Requirement
Omit all images. Write out the rest of the material exactly.

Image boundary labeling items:
------

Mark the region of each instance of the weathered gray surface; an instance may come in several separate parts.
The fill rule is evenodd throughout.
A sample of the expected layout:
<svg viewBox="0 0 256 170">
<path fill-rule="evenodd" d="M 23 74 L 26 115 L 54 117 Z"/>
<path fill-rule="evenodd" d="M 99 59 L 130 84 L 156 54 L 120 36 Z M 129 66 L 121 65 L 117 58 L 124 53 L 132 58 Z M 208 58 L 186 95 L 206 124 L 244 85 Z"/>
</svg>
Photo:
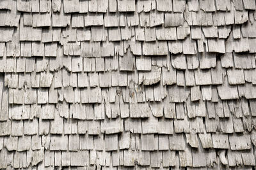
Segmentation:
<svg viewBox="0 0 256 170">
<path fill-rule="evenodd" d="M 255 10 L 1 0 L 0 169 L 252 169 Z"/>
</svg>

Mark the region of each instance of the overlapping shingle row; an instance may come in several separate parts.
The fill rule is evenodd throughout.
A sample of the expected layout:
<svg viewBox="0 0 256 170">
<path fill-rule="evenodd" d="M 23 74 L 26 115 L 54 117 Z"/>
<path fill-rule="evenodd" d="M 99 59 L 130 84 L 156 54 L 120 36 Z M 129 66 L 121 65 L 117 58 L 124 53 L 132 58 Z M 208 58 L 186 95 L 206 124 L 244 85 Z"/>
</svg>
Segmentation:
<svg viewBox="0 0 256 170">
<path fill-rule="evenodd" d="M 255 0 L 1 0 L 0 169 L 255 166 Z"/>
</svg>

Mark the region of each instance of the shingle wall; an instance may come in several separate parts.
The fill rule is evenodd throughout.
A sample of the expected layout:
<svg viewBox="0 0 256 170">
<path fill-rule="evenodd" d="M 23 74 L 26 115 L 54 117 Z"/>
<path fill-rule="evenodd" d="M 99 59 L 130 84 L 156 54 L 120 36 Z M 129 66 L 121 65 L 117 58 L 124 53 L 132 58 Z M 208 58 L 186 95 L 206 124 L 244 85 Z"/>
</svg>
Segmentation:
<svg viewBox="0 0 256 170">
<path fill-rule="evenodd" d="M 1 0 L 0 169 L 254 169 L 255 0 Z"/>
</svg>

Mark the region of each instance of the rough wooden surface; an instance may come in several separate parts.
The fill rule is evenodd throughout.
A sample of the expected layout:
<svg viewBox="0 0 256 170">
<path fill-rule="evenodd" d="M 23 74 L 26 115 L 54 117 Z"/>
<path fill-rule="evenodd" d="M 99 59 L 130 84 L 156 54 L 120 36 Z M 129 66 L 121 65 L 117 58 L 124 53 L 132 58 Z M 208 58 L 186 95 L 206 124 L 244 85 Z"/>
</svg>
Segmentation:
<svg viewBox="0 0 256 170">
<path fill-rule="evenodd" d="M 0 1 L 0 169 L 254 169 L 255 10 Z"/>
</svg>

------

Response
Mark the region of each instance of the weathered gray surface; an instance may come in several separate parts.
The fill rule is evenodd throughout.
A sample of the expected layout:
<svg viewBox="0 0 256 170">
<path fill-rule="evenodd" d="M 23 74 L 26 115 L 54 117 Z"/>
<path fill-rule="evenodd" d="M 99 59 L 130 84 L 156 54 L 120 36 Z M 129 66 L 121 65 L 117 58 L 124 53 L 132 58 Z M 208 58 L 186 95 L 206 124 L 244 85 Z"/>
</svg>
Photo:
Segmentation:
<svg viewBox="0 0 256 170">
<path fill-rule="evenodd" d="M 255 10 L 1 0 L 0 169 L 252 169 Z"/>
</svg>

Mark the region of each instance of the overlapping shingle row; an instance may come in several separate parts.
The fill rule is evenodd throughout.
A sample of the expected layout:
<svg viewBox="0 0 256 170">
<path fill-rule="evenodd" d="M 23 74 L 26 115 L 54 117 Z"/>
<path fill-rule="evenodd" d="M 99 59 L 130 84 L 156 54 L 120 36 Z M 129 66 L 121 65 L 117 58 L 124 53 L 132 58 Z M 208 58 L 186 95 L 206 124 L 244 85 Z"/>
</svg>
Segmentation:
<svg viewBox="0 0 256 170">
<path fill-rule="evenodd" d="M 255 0 L 1 0 L 0 169 L 255 166 Z"/>
</svg>

Mark the region of each instance of the shingle wall; an instance may come in several separate parts.
The fill rule is evenodd throughout.
A sample of the expected layout:
<svg viewBox="0 0 256 170">
<path fill-rule="evenodd" d="M 23 74 L 26 115 L 54 117 Z"/>
<path fill-rule="evenodd" d="M 99 59 L 130 84 L 156 54 L 120 36 Z M 129 66 L 121 65 L 117 58 L 124 53 L 132 58 Z M 208 58 L 186 95 L 206 124 L 244 85 Z"/>
</svg>
Segmentation:
<svg viewBox="0 0 256 170">
<path fill-rule="evenodd" d="M 1 0 L 0 169 L 254 169 L 255 0 Z"/>
</svg>

Mark the region of each instance of the rough wooden surface; an instance may come in several separate parts.
The fill rule is evenodd throughout.
A sample of the expected layout:
<svg viewBox="0 0 256 170">
<path fill-rule="evenodd" d="M 23 74 L 26 115 L 54 117 Z"/>
<path fill-rule="evenodd" d="M 99 59 L 130 84 L 156 54 L 120 36 Z M 129 66 L 121 65 L 117 58 L 124 53 L 132 58 Z M 208 58 L 186 95 L 206 124 L 244 85 Z"/>
</svg>
Segmentation:
<svg viewBox="0 0 256 170">
<path fill-rule="evenodd" d="M 0 1 L 0 169 L 254 169 L 255 10 Z"/>
</svg>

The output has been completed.